Work item A
In the decision-making excerpt below, rewrite the paragraph beginning "In the IGT, healthy normal participants" as a short bulleted list that keeps its main findings.
Work item B
List every brain area that the opening paragraph of the decision-making excerpt below names as involved in decision-making.
Work item C
For each statement, say whether it agrees with the decision-making excerpt below. (i) Participants with VMPC damage generated reward and punishment SCRs normally. (ii) In normal participants, SCRs before picking from the advantageous decks were more pronounced than SCRs before picking from the risky decks. (iii) Decks C and D yield overall monetary loss.

Document extract
######

Decision-making involves the orchestration of multiple neural structures and cognitive systems. Research has shown that areas such as the ventromedial prefrontal cortex (VMPC), amygdala, insula, somatosensory cortex, dorsolateral prefrontal cortex and hippocampus are all involved in various aspects of decision-making (Bechara & Damasio, 2005; Bechara, Damasio, & Damasio, 2003; Bechara, Tranel, & Damasio, 2000; Clark, et al., 2008; Clark & Manes, 2004; Dunn, Dalgleish, & Lawrence, 2006; Naqvi, Shiv, & Bechara, 2006; Gupta et al., 2009; Manes, et al., 2002). Here, we review some of the pertinent findings related to the role of the amygdala in decision-making, and differentiate its role from the roles of other structures functionally and anatomically connected to the amygdala, such as the VMPC and hippocampus.

The amygdala and VMPC are critical for decision-making as measured by the IGT

In the IGT, healthy normal participants learn over trials to avoid the decks that are disadvantageous overall (A and B), as they yield overall monetary loss, and prefer the advantageous decks (C and D) which yield overall monetary gain. However, participants with bilateral amygdala damage as well as participants with bilateral ventromedial prefrontal cortex (VMPC) damage do not learn to avoid (i.e., they continue to prefer) the disadvantageous decks (A and B) (see Fig. 1) (Bechara, Damasio, & Damasio, 2003; Bechara et al., 1999). This decision-making behavior results in monetary losses overall. This was one of the first findings from a laboratory test in which the impaired decision-making performance of both of these participant populations resembled their real-life inability to make advantageous decisions (Bechara et al., 1994; Bechara et al., 1999). Using skin conductance recording, it was found that normal participants generate skin conductance responses (SCRs) prior to the selection of any cards, i.e., during the time when they were pondering from which deck to choose. The SCRs generated before picking a card from the risky decks A and B were more pronounced compared to the SCRs generated prior to picking from the advantageous decks. However, participants with VMPC or amygdala damage failed to generate this anticipatory SCR before selecting a card (Bechara et al., 1999). Additionally, healthy participants generate a skin conductance response (SCR) after selecting a card and receiving a monetary reward or punishment. VMPC participants generated these reward and punishment SCRs normally; however, participants with amygdala damage failed to generate these responses after winning or losing money.

######

Information given
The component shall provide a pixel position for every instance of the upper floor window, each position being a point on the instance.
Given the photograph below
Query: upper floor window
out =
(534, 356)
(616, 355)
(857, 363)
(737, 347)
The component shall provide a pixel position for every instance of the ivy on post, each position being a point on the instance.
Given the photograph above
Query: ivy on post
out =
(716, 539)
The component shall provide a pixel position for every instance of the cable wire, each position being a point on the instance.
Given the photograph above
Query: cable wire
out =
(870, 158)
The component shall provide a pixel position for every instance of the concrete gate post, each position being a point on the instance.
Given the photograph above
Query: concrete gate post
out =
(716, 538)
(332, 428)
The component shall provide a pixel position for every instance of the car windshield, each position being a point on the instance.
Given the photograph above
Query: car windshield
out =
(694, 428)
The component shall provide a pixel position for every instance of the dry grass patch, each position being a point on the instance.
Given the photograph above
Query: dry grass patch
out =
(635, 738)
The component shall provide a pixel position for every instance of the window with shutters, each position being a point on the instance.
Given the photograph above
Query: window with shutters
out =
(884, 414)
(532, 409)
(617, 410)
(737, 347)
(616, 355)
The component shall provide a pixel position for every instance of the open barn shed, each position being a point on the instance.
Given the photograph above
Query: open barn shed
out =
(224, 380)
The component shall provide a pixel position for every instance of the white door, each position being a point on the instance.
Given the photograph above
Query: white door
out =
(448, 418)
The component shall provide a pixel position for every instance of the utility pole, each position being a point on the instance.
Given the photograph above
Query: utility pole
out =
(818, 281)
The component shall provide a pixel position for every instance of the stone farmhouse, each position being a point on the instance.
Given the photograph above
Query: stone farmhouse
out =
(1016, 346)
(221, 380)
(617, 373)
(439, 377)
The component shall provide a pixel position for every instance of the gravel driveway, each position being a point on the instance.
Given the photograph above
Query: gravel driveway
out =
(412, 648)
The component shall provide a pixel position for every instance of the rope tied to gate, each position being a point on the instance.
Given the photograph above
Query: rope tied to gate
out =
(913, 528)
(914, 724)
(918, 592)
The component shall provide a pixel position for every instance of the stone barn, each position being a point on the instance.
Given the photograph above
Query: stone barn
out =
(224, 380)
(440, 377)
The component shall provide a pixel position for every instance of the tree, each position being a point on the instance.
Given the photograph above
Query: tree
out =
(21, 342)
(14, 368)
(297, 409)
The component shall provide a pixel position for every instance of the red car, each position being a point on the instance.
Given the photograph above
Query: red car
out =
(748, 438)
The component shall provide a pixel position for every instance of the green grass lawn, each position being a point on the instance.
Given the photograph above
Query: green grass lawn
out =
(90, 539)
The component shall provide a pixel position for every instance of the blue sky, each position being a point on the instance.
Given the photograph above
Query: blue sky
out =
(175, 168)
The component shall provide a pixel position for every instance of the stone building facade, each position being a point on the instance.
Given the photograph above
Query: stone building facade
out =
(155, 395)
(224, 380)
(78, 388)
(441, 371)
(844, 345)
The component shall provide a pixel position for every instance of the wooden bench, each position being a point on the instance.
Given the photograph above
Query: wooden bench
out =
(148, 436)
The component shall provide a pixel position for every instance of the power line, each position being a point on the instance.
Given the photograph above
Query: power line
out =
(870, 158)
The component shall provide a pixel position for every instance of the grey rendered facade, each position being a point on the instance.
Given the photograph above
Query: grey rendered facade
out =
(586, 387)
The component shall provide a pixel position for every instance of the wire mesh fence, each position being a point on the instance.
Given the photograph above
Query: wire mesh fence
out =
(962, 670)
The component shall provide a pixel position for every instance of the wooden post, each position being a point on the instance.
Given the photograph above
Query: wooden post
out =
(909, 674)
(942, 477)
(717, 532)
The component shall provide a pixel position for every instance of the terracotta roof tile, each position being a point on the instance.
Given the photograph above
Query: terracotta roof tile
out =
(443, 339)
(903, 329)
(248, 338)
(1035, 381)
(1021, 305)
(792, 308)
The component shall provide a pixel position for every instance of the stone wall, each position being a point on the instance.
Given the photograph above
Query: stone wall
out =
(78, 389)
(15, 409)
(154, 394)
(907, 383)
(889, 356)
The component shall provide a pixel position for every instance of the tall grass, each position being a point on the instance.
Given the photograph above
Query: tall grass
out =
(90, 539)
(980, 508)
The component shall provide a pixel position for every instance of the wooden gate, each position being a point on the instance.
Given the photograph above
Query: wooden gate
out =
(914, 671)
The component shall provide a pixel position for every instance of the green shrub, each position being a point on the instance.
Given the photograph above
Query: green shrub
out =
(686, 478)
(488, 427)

######

Task solution A
- Healthy participants learn over trials to avoid the disadvantageous decks (A and B), which yield overall monetary loss, and to prefer the advantageous decks (C and D), which yield overall monetary gain.
- Participants with bilateral amygdala damage or bilateral VMPC damage keep preferring decks A and B and lose money overall.
- This was one of the first laboratory findings in which both groups' impaired performance resembled their real-life inability to make advantageous decisions.
- Healthy participants generate anticipatory skin conductance responses (SCRs) while deciding which deck to choose. These responses are more pronounced before picks from the risky decks A and B.
- Participants with VMPC or amygdala damage fail to generate these anticipatory SCRs.
- After winning or losing money, healthy participants and VMPC participants generate normal reward and punishment SCRs. Participants with amygdala damage do not.

Task solution B
- Ventromedial prefrontal cortex (VMPC)
- Amygdala
- Insula
- Somatosensory cortex
- Dorsolateral prefrontal cortex
- Hippocampus

Task solution C
(i) Yes: "VMPC participants generated these reward and punishment SCRs normally"
(ii) No: "The SCRs generated before picking a card from the risky decks A and B were more pronounced compared to the SCRs generated prior to picking from the advantageous decks."
(iii) No: "prefer the advantageous decks (C and D) which yield overall monetary gain"